*** Provided data Section Begins ***

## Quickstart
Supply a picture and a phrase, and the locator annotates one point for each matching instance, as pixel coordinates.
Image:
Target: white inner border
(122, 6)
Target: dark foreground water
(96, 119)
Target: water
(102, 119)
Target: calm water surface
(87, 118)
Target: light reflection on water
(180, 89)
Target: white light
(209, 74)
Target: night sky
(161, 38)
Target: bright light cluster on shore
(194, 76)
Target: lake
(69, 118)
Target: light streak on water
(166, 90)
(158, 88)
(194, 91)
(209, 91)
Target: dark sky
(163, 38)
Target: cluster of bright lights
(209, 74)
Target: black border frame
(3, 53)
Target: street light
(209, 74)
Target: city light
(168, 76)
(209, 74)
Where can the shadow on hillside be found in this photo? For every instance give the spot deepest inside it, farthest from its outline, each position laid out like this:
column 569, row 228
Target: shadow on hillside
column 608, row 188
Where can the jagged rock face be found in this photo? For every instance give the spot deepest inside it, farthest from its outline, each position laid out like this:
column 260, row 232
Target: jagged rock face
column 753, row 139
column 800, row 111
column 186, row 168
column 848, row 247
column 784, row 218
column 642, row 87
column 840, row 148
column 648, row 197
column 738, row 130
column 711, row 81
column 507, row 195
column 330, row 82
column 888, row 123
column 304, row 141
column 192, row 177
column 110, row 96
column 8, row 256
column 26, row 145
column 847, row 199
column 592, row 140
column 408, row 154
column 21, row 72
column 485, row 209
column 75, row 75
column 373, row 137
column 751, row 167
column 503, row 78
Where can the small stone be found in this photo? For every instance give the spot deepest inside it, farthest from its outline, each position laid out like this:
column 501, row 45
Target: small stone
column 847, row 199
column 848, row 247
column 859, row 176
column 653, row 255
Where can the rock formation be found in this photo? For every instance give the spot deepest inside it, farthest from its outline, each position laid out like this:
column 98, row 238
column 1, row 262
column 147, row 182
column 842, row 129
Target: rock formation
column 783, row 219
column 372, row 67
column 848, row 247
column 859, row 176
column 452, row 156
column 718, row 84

*** Provided data Section Ends ***

→ What you have to do
For the span from the line containing "column 98, row 238" through the last line of the entries above, transcribe each line exactly and leave out everything else.

→ Response to this task
column 98, row 238
column 1, row 262
column 147, row 182
column 842, row 129
Target: rock formation
column 783, row 219
column 372, row 67
column 848, row 247
column 859, row 176
column 452, row 156
column 718, row 84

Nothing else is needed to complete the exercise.